GOAL OF THE EXERCISE »
Nothing but the lines from the one that contains "Where in this photo can the dog's collar" through the end of the listing should appear, set down exactly.
· · · · · · ·
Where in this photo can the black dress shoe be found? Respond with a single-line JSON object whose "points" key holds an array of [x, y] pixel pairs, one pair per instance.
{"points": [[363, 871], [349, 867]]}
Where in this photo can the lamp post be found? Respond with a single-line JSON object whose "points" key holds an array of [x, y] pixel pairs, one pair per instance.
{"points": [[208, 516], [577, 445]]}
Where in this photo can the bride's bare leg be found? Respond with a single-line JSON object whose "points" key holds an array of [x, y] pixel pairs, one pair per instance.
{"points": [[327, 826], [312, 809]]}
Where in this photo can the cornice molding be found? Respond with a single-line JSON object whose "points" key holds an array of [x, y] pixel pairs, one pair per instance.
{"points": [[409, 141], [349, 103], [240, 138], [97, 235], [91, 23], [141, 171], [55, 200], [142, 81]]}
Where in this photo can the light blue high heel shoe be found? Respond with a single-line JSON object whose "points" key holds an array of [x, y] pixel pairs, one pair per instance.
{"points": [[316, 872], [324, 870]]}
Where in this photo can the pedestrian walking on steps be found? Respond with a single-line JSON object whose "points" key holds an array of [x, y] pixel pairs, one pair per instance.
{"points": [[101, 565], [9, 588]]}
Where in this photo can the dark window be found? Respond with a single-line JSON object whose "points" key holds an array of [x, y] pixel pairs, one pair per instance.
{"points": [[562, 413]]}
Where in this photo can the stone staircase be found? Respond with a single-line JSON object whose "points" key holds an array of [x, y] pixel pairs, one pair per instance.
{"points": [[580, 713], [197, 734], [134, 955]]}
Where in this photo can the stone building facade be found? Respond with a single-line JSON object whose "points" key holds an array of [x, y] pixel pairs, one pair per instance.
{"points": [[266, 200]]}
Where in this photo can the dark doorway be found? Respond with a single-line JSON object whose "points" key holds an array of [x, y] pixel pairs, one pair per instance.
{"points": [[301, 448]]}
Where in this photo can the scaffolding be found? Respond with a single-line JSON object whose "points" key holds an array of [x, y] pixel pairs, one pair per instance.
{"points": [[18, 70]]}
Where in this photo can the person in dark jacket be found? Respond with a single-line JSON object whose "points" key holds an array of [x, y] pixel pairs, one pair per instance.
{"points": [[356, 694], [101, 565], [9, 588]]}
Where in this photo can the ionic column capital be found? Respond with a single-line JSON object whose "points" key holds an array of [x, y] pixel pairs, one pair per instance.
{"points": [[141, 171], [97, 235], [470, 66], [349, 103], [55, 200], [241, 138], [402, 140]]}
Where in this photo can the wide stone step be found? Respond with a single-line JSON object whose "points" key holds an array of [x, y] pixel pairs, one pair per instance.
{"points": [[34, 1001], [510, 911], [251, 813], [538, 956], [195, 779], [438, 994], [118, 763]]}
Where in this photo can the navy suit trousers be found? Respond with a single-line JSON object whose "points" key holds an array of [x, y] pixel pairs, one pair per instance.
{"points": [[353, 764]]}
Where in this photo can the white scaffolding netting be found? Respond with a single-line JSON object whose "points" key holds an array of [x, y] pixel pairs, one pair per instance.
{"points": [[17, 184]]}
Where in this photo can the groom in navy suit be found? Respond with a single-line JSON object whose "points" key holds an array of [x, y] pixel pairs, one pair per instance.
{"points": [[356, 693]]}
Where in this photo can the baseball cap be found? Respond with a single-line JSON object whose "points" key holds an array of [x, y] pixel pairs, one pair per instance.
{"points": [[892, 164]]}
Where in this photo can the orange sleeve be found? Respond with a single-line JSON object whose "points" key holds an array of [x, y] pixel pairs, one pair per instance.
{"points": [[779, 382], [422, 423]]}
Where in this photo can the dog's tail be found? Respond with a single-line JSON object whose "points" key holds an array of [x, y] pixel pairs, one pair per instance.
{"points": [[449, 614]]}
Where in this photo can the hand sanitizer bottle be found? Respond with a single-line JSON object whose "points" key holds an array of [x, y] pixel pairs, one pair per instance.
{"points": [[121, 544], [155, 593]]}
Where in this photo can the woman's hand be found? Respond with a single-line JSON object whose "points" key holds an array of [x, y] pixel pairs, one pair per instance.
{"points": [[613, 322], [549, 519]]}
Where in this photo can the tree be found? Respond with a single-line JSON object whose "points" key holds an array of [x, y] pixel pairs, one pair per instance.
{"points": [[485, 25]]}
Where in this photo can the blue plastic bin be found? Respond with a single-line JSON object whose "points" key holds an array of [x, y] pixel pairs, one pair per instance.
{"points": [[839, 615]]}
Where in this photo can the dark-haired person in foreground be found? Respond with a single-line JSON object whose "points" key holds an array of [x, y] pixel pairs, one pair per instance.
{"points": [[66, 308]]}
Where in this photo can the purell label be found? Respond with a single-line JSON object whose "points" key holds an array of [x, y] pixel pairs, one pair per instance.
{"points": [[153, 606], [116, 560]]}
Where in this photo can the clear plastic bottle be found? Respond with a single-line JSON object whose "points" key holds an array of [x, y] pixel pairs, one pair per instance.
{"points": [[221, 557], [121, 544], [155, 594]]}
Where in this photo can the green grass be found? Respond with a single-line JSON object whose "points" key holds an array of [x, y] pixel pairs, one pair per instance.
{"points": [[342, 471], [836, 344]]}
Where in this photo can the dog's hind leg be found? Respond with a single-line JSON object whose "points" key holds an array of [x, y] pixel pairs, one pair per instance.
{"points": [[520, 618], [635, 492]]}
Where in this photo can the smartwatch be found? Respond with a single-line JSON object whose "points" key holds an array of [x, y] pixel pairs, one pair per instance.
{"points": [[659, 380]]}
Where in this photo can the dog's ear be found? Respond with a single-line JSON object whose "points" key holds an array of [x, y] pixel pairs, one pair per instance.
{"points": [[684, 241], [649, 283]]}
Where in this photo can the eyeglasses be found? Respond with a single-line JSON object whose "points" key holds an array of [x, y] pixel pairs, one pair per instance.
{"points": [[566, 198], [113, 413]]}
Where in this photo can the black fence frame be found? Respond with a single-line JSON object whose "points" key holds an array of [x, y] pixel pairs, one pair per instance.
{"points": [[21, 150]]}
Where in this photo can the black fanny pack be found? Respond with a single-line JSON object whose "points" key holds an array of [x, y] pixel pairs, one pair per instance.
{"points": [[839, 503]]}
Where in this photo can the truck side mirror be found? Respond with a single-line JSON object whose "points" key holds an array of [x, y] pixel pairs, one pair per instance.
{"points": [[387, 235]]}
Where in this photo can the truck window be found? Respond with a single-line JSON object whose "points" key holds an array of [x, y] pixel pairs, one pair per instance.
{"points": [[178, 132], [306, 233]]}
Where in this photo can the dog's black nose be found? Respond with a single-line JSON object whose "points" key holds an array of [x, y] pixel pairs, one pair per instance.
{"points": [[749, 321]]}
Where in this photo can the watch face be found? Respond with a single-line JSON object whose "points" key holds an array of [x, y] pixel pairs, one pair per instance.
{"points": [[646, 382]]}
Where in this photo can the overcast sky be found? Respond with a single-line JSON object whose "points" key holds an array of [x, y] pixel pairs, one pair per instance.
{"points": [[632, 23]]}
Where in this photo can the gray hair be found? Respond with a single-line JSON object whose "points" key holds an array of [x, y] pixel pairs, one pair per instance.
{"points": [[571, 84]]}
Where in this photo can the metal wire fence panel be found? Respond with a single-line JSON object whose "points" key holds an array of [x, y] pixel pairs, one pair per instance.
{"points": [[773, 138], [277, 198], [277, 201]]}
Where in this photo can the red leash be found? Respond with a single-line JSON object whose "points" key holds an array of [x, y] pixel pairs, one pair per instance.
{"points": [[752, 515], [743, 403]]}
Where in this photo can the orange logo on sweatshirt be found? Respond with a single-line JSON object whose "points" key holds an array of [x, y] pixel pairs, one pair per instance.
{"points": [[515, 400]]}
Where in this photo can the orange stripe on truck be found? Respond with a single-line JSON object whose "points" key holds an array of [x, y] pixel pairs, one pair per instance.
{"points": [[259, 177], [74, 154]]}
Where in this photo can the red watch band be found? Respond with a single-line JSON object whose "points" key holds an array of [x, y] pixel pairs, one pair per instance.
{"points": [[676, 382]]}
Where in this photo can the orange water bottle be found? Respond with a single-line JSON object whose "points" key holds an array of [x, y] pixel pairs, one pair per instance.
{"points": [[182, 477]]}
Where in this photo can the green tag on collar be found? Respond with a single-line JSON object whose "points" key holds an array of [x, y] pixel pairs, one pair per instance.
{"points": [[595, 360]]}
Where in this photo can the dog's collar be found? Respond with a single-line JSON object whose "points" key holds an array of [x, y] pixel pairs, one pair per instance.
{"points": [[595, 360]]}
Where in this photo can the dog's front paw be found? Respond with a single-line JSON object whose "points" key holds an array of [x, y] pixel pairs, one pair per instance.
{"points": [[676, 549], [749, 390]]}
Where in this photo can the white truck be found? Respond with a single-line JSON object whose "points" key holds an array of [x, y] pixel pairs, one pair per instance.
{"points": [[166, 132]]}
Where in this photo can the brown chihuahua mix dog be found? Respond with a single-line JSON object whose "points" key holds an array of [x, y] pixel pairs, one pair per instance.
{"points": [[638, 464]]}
· · · · · · ·
EXERCISE RESULT »
Where in this photo can the dog's collar be found? Respond with a single-line JSON object whose "points" key holds an array of [x, y] pixel pairs, one pair per instance.
{"points": [[595, 360]]}
Where in this photo can the dog's front paw be found? Respond with a single-line JSON object whose "points" key holds an array of [x, y] pixel pairs, one pair per instance.
{"points": [[676, 549], [749, 390]]}
Where in this photo can the white truck be found? Respond with a single-line JSON object whose "points" key holds an array of [x, y] pixel pairs, one pair per instance.
{"points": [[166, 132]]}
Where in this photo can the brown chihuahua mix dog be found? Respond with a single-line JSON object whose "points" key holds an array of [x, y] pixel pairs, one pair per instance.
{"points": [[638, 464]]}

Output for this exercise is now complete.